* **Work to complete**:
Rewrite all of the records below as a numbered list, leaving out any blank lines.

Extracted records
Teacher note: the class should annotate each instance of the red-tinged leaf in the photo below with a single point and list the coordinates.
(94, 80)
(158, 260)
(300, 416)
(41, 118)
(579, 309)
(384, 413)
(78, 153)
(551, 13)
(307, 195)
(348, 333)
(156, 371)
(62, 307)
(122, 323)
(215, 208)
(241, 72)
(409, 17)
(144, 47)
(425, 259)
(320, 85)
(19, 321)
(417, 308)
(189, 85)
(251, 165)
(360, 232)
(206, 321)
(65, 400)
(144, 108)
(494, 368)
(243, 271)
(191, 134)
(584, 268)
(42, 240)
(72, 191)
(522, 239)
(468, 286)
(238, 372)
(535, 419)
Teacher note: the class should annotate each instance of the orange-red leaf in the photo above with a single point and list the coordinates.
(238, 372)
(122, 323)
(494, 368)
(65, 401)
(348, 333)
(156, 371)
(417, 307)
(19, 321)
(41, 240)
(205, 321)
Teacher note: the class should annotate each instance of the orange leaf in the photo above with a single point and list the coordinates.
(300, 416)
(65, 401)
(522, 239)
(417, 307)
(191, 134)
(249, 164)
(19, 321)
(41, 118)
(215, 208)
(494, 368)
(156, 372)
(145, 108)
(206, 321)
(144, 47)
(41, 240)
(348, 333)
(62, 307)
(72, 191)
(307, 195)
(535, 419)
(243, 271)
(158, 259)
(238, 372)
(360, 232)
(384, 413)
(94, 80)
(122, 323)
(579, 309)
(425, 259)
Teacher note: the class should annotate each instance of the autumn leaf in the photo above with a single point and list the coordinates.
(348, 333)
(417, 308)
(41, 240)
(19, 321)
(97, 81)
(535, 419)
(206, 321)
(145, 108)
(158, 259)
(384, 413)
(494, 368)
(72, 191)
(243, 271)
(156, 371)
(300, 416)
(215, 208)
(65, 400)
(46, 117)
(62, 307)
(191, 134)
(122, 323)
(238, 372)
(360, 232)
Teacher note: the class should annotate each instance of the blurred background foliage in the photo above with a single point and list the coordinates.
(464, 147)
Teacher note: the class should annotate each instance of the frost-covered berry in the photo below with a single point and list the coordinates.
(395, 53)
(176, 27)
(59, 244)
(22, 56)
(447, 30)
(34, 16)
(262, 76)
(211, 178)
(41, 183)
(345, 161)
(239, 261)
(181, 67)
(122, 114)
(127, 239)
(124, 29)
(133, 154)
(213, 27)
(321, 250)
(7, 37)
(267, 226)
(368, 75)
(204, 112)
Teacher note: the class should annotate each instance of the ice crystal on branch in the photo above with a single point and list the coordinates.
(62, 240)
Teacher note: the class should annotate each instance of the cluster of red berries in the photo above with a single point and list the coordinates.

* **Result**:
1. Teacher note: the class should annotate each instance of the red-tinged leaf in the photo below with a single point and list the coordinates.
2. (94, 80)
3. (158, 260)
4. (300, 416)
5. (41, 118)
6. (579, 309)
7. (384, 413)
8. (78, 153)
9. (551, 13)
10. (307, 195)
11. (348, 333)
12. (156, 371)
13. (62, 307)
14. (122, 323)
15. (215, 208)
16. (241, 72)
17. (409, 17)
18. (144, 47)
19. (425, 259)
20. (320, 85)
21. (19, 321)
22. (417, 308)
23. (189, 85)
24. (251, 165)
25. (360, 232)
26. (206, 321)
27. (65, 400)
28. (144, 108)
29. (494, 368)
30. (243, 271)
31. (191, 134)
32. (584, 268)
33. (42, 240)
34. (72, 191)
35. (522, 239)
36. (468, 286)
37. (238, 372)
38. (535, 419)
39. Teacher note: the class should annotate each instance of the orange-red leaf in the photo above with a single point and list the coordinates.
40. (238, 372)
41. (122, 323)
42. (494, 368)
43. (65, 401)
44. (348, 333)
45. (156, 371)
46. (417, 307)
47. (19, 321)
48. (41, 240)
49. (205, 321)
50. Teacher note: the class should annotate each instance of the orange leaf in the photo above with a single point and list the coordinates.
51. (300, 416)
52. (65, 401)
53. (522, 239)
54. (417, 307)
55. (191, 134)
56. (249, 164)
57. (19, 321)
58. (41, 118)
59. (215, 208)
60. (494, 368)
61. (156, 372)
62. (145, 108)
63. (206, 321)
64. (144, 47)
65. (41, 240)
66. (348, 333)
67. (62, 307)
68. (72, 191)
69. (307, 195)
70. (535, 419)
71. (243, 271)
72. (158, 259)
73. (238, 372)
74. (360, 232)
75. (384, 413)
76. (94, 80)
77. (122, 323)
78. (579, 309)
79. (425, 259)
80. Teacher note: the class should annotate each instance of the autumn leaf in the photo above with a single point and list the coordinates.
81. (348, 333)
82. (417, 308)
83. (41, 240)
84. (19, 321)
85. (97, 81)
86. (535, 419)
87. (206, 321)
88. (145, 108)
89. (158, 259)
90. (384, 413)
91. (494, 368)
92. (72, 191)
93. (243, 271)
94. (156, 371)
95. (300, 416)
96. (215, 208)
97. (65, 400)
98. (46, 117)
99. (62, 307)
100. (191, 134)
101. (122, 323)
102. (238, 372)
103. (360, 232)
104. Teacher note: the class should annotate each instance of the blurred background foliage in the photo above with a single point and list the coordinates.
105. (464, 147)
106. Teacher note: the class should annotate each instance of the frost-covered berry in the photo below with a single point and list the coordinates.
107. (395, 53)
108. (176, 27)
109. (59, 244)
110. (22, 56)
111. (447, 30)
112. (34, 16)
113. (262, 76)
114. (211, 178)
115. (41, 183)
116. (345, 161)
117. (239, 261)
118. (181, 67)
119. (122, 114)
120. (127, 239)
121. (124, 29)
122. (133, 154)
123. (213, 27)
124. (321, 250)
125. (7, 37)
126. (267, 226)
127. (368, 75)
128. (204, 112)
129. Teacher note: the class should annotate each instance of the ice crystal on branch in the photo above with a single point and list the coordinates.
130. (62, 240)
131. Teacher note: the class should annotate each instance of the cluster of red berries in the photo above with a single point and list the coordinates.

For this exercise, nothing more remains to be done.